Work order:
Copy the data that appears below exactly. Drop the pictures.

**** Dataset entries ****

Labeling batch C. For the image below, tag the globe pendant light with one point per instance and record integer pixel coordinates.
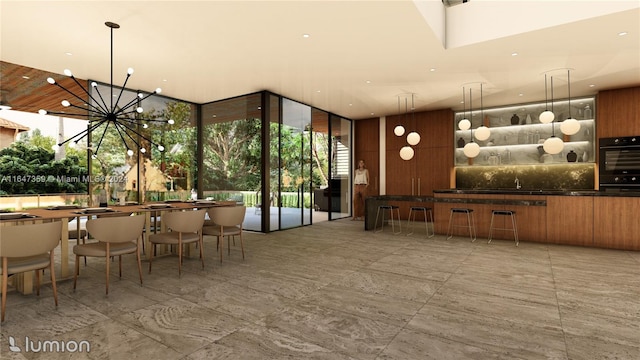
(482, 132)
(399, 129)
(570, 126)
(413, 138)
(553, 145)
(472, 149)
(546, 116)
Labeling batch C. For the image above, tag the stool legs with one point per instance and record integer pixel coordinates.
(471, 224)
(393, 227)
(411, 221)
(514, 226)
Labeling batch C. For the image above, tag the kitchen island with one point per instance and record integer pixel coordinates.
(584, 218)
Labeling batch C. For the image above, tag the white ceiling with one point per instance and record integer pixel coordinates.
(359, 57)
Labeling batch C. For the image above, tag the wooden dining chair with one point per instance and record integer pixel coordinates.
(183, 227)
(228, 222)
(26, 248)
(116, 236)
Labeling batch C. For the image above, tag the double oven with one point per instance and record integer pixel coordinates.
(619, 164)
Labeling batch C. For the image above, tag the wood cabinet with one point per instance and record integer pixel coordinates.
(570, 220)
(615, 222)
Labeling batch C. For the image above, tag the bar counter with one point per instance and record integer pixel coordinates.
(586, 218)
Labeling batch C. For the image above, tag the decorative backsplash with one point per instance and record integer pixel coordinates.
(530, 177)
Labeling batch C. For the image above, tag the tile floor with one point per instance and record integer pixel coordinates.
(335, 291)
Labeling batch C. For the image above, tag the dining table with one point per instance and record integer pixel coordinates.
(66, 213)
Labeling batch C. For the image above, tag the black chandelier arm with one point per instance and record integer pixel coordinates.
(138, 133)
(79, 136)
(121, 90)
(104, 103)
(76, 96)
(102, 137)
(86, 91)
(117, 126)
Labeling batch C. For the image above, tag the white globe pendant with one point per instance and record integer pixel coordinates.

****

Completed task:
Labeling batch C. For the image below, tag the globe pendant light with one point per instance and record integer pixel coordinates.
(482, 132)
(399, 129)
(570, 126)
(413, 138)
(553, 145)
(472, 149)
(546, 116)
Labeling batch C. For the image above, tag the stool legs with one point per instance and record integer pixel coordinates.
(471, 224)
(393, 227)
(411, 221)
(514, 226)
Labeling batch C. For the image above, tag the kitchen island with one point per instance and record integer pixel coordinates.
(584, 218)
Labeling batch C. For the image above, tag the white ceiling with one point per instance and record integer pixel coordinates.
(359, 57)
Labeling batch C. For the image above, tag the wooden dining chair with one point per instance and record integer pixel coordinates.
(183, 227)
(228, 222)
(26, 248)
(116, 236)
Labeling batch C. For the image above, tag the double oven with one point per instance and record integer pixel coordinates.
(619, 164)
Labeling batch C. For the image above, tag the wood cabinet with one point per instance and record integer pixel coordinates.
(570, 220)
(615, 222)
Labeling batch C. For the image above, tag the bar counter with one point per instance and record integer pixel coordinates.
(586, 218)
Labeling batch C. For the image above, tag the decorative backsplash with one point per instance and record integer pixel coordinates.
(530, 177)
Labeling batch C. For the image above, tag the tile floor with one point per instance and record integer pixel coordinates.
(335, 291)
Labeling batch C. For the image above, tag the dining table with one point per instance and record integer pixel coordinates.
(66, 213)
Labeling batch C. For the image above, tag the black chandelier arm with one point per instance and record integer pixel coordinates.
(138, 133)
(79, 136)
(121, 90)
(104, 103)
(76, 96)
(102, 137)
(86, 91)
(117, 126)
Labeling batch C. For the image above, tag the white globe pendant with one point per instance and record integer pixel coordinates.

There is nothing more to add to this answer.